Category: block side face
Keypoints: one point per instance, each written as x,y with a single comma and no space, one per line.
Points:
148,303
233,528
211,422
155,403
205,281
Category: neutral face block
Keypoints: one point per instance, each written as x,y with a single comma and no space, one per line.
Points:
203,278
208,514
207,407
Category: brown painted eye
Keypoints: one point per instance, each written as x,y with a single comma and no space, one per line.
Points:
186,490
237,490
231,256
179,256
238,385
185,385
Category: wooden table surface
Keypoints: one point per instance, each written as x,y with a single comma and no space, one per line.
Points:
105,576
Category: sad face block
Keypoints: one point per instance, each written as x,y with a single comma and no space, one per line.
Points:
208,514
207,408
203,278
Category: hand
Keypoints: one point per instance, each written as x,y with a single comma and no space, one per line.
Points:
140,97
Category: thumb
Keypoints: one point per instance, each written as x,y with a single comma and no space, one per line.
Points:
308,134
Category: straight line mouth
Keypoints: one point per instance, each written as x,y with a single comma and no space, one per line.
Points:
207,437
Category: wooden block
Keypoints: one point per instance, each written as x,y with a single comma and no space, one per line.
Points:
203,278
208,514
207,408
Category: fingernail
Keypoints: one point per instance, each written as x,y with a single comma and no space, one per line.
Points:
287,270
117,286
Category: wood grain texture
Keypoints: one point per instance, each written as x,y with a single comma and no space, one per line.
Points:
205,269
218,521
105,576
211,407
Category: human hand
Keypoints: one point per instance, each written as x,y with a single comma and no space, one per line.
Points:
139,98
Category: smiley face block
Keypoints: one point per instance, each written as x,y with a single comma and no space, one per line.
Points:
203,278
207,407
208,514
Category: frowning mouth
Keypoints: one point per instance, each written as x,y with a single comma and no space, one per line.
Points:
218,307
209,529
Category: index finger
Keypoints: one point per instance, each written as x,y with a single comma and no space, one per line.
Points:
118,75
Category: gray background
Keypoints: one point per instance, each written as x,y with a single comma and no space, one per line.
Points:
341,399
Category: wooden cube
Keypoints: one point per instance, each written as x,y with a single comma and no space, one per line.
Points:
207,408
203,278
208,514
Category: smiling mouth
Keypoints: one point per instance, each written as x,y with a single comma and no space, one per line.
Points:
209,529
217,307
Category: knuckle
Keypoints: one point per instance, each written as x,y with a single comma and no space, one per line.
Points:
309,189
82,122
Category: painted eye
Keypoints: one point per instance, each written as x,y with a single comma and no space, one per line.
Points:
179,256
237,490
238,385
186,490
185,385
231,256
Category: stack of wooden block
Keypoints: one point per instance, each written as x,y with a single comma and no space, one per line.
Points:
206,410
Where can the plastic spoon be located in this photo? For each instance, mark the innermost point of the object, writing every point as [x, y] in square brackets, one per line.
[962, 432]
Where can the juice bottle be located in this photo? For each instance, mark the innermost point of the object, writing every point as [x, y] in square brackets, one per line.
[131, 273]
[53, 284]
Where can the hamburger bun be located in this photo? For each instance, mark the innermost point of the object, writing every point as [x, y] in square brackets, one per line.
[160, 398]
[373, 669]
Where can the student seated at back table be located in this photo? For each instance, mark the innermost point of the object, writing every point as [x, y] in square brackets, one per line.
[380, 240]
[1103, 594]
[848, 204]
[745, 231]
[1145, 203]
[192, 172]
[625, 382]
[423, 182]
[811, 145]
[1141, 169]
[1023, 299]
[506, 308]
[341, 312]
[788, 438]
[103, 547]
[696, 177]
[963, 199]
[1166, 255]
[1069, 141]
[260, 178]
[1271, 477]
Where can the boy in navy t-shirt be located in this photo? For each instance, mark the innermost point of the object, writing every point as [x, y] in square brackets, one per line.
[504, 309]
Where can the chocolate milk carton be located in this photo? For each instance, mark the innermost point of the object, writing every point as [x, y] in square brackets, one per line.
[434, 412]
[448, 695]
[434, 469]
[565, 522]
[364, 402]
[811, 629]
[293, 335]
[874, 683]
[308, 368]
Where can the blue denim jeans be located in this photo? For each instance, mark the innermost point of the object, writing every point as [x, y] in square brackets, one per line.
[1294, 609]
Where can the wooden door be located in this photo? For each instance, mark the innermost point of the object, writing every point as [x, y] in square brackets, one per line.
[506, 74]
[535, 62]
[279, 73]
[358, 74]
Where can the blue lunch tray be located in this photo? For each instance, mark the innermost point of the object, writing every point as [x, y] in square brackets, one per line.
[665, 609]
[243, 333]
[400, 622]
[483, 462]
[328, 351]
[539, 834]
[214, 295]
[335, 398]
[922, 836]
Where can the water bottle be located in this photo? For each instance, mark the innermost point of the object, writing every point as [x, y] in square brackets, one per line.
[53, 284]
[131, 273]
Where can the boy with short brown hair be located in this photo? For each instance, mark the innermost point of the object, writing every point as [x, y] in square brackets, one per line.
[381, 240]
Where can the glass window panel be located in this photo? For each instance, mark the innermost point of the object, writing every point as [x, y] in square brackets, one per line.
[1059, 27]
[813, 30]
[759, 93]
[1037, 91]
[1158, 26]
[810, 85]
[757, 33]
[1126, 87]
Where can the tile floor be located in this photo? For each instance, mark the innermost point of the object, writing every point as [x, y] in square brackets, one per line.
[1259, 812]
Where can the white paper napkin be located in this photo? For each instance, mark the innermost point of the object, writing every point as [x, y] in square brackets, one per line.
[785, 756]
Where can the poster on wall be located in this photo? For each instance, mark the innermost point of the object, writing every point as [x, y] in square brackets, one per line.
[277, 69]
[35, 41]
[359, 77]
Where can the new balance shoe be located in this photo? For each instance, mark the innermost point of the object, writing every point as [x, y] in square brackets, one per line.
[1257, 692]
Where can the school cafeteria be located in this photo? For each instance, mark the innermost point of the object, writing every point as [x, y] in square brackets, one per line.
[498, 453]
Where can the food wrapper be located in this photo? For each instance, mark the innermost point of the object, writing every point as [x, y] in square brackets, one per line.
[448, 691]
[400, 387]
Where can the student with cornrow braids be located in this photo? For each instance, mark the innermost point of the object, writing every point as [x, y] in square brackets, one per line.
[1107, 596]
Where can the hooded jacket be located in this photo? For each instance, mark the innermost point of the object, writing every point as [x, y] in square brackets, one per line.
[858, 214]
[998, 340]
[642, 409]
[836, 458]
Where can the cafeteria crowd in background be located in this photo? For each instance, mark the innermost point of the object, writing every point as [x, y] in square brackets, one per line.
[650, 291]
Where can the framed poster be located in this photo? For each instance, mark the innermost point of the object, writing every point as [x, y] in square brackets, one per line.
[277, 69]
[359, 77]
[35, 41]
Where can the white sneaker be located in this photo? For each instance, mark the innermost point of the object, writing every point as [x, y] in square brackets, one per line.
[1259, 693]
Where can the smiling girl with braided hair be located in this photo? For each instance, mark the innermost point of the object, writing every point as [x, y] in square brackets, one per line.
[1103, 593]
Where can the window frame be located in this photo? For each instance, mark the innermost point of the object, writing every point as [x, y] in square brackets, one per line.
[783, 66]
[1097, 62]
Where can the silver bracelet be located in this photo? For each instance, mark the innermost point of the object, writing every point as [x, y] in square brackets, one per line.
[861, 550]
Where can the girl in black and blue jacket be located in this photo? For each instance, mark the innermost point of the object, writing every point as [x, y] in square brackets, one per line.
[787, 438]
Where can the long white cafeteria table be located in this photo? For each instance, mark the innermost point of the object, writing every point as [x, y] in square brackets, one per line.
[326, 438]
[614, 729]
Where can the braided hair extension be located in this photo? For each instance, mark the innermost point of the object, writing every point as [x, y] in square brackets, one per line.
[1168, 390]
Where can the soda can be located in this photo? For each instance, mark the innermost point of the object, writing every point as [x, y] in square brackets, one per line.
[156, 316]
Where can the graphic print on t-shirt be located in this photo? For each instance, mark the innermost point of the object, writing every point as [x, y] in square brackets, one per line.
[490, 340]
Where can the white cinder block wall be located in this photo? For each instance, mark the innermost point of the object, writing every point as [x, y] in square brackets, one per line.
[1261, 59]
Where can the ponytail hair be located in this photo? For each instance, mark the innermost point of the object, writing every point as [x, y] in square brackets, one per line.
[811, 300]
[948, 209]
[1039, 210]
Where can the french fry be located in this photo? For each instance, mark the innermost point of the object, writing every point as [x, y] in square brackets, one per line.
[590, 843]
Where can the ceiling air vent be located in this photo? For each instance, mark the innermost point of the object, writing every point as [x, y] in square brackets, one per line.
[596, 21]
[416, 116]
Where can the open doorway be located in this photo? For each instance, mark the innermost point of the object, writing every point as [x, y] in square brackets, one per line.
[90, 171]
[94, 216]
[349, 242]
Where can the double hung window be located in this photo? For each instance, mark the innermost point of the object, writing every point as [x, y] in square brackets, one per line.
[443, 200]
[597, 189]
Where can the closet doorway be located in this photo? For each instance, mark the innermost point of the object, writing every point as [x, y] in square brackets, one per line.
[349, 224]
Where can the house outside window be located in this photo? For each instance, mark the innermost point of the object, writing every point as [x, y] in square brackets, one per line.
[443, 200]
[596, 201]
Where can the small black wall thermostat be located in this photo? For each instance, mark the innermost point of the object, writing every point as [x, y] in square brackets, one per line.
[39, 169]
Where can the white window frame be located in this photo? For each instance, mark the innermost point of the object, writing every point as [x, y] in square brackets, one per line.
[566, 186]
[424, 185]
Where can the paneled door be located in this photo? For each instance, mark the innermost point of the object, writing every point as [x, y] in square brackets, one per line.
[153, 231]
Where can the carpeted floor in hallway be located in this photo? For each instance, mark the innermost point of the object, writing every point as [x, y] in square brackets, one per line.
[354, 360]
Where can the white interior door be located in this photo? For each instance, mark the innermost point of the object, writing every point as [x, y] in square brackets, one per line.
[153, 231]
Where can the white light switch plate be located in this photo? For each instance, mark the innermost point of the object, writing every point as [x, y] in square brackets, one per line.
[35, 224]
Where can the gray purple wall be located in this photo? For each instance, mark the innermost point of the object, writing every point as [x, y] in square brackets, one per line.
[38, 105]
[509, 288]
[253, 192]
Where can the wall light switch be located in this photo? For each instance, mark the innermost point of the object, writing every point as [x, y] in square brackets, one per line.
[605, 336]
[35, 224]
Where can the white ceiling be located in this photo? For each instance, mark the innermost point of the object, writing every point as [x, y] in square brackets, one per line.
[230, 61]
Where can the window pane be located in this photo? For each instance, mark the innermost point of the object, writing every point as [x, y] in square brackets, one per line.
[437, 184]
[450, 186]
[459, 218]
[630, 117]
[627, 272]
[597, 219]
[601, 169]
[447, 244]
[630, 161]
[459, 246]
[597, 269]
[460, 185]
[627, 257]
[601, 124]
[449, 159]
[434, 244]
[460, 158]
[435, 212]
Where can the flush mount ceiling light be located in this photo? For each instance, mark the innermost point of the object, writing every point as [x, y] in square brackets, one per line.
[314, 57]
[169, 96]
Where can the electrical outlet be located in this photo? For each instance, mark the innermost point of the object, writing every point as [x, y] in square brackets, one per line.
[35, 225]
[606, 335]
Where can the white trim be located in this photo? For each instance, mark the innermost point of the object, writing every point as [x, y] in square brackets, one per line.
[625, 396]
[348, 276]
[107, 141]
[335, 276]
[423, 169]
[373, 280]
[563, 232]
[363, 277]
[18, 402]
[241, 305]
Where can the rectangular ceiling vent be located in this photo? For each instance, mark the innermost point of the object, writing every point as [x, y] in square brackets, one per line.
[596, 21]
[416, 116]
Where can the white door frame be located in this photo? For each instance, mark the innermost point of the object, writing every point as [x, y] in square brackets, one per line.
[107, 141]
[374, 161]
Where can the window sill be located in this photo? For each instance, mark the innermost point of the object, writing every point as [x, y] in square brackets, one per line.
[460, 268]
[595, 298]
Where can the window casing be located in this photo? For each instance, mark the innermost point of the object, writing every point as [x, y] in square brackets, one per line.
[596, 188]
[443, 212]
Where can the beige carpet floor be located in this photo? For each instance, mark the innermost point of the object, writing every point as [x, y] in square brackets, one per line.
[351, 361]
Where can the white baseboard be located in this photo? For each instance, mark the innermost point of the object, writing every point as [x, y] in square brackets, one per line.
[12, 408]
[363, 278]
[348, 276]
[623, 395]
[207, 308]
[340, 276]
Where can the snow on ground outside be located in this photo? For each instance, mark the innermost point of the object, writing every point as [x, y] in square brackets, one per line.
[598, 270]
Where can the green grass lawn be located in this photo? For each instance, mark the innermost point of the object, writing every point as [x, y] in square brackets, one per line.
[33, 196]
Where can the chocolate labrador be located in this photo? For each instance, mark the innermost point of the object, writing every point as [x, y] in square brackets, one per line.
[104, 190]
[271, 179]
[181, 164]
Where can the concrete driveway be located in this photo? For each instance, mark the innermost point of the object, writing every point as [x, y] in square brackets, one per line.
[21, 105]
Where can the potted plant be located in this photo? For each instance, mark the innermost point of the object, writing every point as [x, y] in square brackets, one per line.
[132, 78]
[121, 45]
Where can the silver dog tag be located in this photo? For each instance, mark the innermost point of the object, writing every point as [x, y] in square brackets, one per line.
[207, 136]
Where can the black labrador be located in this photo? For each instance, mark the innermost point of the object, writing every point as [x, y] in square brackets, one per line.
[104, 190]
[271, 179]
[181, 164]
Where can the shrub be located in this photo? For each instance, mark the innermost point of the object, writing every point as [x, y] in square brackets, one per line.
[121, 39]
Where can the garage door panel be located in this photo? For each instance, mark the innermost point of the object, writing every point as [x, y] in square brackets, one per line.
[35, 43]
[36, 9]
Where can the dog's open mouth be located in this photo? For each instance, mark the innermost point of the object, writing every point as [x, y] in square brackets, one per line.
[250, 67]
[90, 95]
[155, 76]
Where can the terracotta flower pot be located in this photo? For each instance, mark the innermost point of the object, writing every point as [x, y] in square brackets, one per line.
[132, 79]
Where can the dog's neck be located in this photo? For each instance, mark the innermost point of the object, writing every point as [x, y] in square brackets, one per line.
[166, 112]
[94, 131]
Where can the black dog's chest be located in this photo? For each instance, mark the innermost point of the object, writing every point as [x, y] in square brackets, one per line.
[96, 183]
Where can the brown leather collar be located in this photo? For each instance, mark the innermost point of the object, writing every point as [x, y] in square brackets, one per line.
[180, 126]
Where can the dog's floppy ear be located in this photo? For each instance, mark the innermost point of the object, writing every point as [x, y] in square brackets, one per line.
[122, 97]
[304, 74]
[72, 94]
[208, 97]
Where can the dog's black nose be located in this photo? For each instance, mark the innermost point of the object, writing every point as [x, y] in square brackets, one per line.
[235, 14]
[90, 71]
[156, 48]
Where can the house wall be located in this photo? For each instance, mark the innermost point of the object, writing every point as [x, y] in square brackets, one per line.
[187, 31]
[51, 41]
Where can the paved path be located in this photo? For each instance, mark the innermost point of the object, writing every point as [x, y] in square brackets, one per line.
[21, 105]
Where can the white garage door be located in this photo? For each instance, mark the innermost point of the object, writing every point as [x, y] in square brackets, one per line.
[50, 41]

====

Write out exactly the lines that fall from the line with "Category: sad face block" to the line with "Category: hand" in the records above, keeping both ends.

FINISHED EXERCISE:
Category: sad face block
Keypoints: one point per instance, each written as x,y with a single comma and no space, one per line.
Points:
208,514
207,408
203,278
Category: hand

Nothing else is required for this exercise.